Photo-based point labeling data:

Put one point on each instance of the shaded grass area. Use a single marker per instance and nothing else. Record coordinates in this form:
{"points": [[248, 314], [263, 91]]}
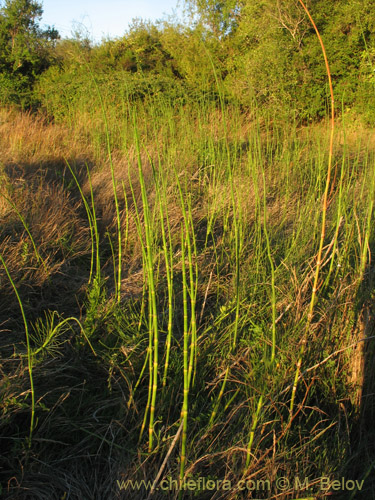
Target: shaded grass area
{"points": [[218, 219]]}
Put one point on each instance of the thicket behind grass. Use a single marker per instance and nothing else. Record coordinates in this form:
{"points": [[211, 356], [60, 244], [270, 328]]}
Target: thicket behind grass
{"points": [[214, 185]]}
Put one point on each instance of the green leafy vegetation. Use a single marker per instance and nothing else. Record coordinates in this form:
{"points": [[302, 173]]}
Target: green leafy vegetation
{"points": [[186, 272]]}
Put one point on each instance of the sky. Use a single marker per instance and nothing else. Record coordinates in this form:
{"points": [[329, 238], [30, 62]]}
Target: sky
{"points": [[103, 18]]}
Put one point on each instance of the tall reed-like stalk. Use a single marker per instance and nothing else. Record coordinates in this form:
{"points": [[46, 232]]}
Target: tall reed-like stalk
{"points": [[149, 251], [310, 313]]}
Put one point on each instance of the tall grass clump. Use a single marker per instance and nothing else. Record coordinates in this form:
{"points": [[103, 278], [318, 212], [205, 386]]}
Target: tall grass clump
{"points": [[203, 316]]}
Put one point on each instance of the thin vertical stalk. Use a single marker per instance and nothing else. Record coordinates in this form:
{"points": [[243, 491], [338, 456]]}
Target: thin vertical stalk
{"points": [[153, 329], [324, 216], [184, 412]]}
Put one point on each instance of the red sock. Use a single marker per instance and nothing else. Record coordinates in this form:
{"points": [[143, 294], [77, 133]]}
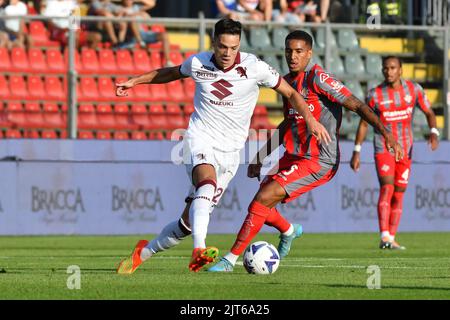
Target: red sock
{"points": [[384, 206], [276, 220], [396, 212], [257, 214]]}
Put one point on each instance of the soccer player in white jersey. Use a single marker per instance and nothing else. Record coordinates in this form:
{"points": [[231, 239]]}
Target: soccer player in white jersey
{"points": [[226, 91]]}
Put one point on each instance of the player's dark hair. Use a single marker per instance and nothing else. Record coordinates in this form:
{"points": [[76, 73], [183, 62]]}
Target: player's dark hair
{"points": [[227, 26], [392, 57], [300, 35]]}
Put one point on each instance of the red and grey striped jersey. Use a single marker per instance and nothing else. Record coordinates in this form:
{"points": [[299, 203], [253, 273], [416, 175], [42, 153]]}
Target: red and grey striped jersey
{"points": [[395, 107], [324, 95]]}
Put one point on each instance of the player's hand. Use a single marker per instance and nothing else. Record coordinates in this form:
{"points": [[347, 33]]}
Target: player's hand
{"points": [[254, 170], [394, 147], [355, 161], [122, 88], [433, 141], [319, 131]]}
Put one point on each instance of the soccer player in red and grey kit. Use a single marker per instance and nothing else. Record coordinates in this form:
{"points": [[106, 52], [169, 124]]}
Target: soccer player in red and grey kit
{"points": [[394, 101], [306, 163]]}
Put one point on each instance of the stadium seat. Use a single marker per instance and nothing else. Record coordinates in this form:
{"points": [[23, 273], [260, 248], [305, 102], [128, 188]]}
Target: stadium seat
{"points": [[36, 88], [55, 61], [85, 134], [52, 117], [120, 135], [373, 64], [140, 117], [278, 36], [175, 88], [37, 60], [5, 61], [49, 134], [107, 61], [33, 115], [355, 87], [106, 89], [105, 116], [87, 118], [89, 61], [354, 65], [18, 88], [125, 62], [141, 61], [54, 89], [19, 60], [88, 89], [175, 119], [259, 38], [138, 135], [347, 39]]}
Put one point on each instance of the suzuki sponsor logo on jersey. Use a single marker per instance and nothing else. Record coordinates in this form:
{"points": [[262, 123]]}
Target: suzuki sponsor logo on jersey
{"points": [[222, 92], [58, 205], [362, 202], [205, 75], [435, 203], [140, 204]]}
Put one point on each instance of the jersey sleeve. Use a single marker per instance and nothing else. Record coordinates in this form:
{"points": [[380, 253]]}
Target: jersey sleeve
{"points": [[327, 85], [186, 67], [266, 75], [421, 98]]}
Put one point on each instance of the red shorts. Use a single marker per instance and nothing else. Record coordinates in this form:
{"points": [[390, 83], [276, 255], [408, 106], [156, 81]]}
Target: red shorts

**TASK STATEMENT**
Quote the records above exactly, leaving out any pictures.

**SOLUTION FOR THIS EXERCISE**
Put one point on each instance of the shaded grass area. Use a single marker per instance and nothing else. Record coordinates in this form:
{"points": [[248, 314], [263, 91]]}
Target: shaded grass area
{"points": [[218, 219]]}
Put one point on each instance of the thicket behind grass. Use a single marker per instance and nothing else. Record coordinates in this form:
{"points": [[211, 356], [60, 244], [270, 328]]}
Target: thicket behind grass
{"points": [[214, 185]]}
Put one point on each instance of the green leafy vegetation. Use a single marker per instance and nothing else. Record coordinates in this form:
{"points": [[302, 173]]}
Target: green leafy vegetation
{"points": [[186, 272]]}
Put one point on each instance of the sky. Use a single marker per instance and nothing else. Record coordinates in this form:
{"points": [[329, 238], [30, 62]]}
Target: sky
{"points": [[103, 18]]}
Put one point on each instance of the tall reed-like stalk. Use a single marker per instance and nothing else. Record coordinates in this form:
{"points": [[46, 232]]}
Target: tall reed-like stalk
{"points": [[149, 251], [310, 313]]}
Put one point on each instance of the tall grass clump. Use a single marker per instance and nothing else. Record coordinates in this form:
{"points": [[103, 278], [318, 212], [205, 386]]}
Target: tall grass clump
{"points": [[203, 316]]}
Put one point on each instance of the thin vertical stalk. Use a single marker per instance and nothing else. Record coordinates in this form:
{"points": [[243, 491], [338, 456]]}
Target: thin vertical stalk
{"points": [[153, 329], [324, 216], [184, 412]]}
Put one point on each instance of the red sock. Use a single marker per instance and nothing else. Record coordinates in this form:
{"points": [[143, 294], [77, 133]]}
Target: red sock
{"points": [[384, 206], [276, 220], [396, 212], [257, 214]]}
Put one point on each instance of the soccer player in white jersey. Use a single marker per instance and nothing else. Record coordinates in this form:
{"points": [[231, 239]]}
Target: soccer player in white jersey
{"points": [[226, 91]]}
Put one point on each instance of the player's dark hair. Use a single marker per instance and nothing else. Record coordinates in this form:
{"points": [[76, 73], [183, 62]]}
Target: player's dark hair
{"points": [[227, 26], [392, 57], [300, 35]]}
Put one point on each instance of the red and grey striped jersey. Use a single marker per instance and nothing else. Record coordinates in this form:
{"points": [[299, 203], [253, 273], [416, 175], [42, 153]]}
Target: red and grey striped jersey
{"points": [[395, 107], [324, 95]]}
Put one point on each instance of the player's hand. Use a single marker per instance and nothing else. Record coordinates in this form:
{"points": [[347, 33]]}
Target: player's hand
{"points": [[254, 170], [394, 147], [355, 161], [122, 88], [433, 141], [319, 131]]}
Put one point on each instance of the soccer player in red and grey kit. Use a single marker per instance and nothing else. Record coordinates in this form:
{"points": [[106, 52], [169, 124]]}
Target: soccer player in red and grey kit
{"points": [[394, 101], [306, 163]]}
Put one point on each instance of the stadium seat. Use a single marker per instance and nothing else. Record coordinates in this form:
{"points": [[23, 273], [260, 248], [305, 102], [128, 188]]}
Target: stadium seat
{"points": [[36, 88], [55, 61], [85, 134], [52, 117], [120, 135], [373, 64], [140, 117], [278, 36], [175, 88], [37, 60], [5, 61], [49, 134], [107, 61], [33, 115], [355, 87], [106, 89], [105, 116], [87, 118], [89, 61], [354, 65], [18, 88], [125, 62], [141, 61], [54, 89], [19, 60], [88, 89], [175, 119], [259, 38], [138, 135], [347, 39]]}
Put one point on each instance of the suzuki sponsor logo on jersey. Use a single marker per instance and nothing else. Record coordinates in this form:
{"points": [[262, 123]]}
Target: suzuki sponsor logo on jersey
{"points": [[222, 92], [58, 205], [362, 202], [205, 75], [435, 203], [140, 204]]}
Put one point on each instance of the jersey sleeve. Use a single marker per instance and nothing else. Record coordinates in this form:
{"points": [[380, 253]]}
Target: jersey sleeve
{"points": [[327, 85], [186, 67], [266, 75], [421, 98]]}
Put one point on each instance of the red shorts. Use a single marker per instance and nothing else. Record coordinates in this form:
{"points": [[390, 83], [276, 255], [408, 106], [156, 81]]}
Target: red shorts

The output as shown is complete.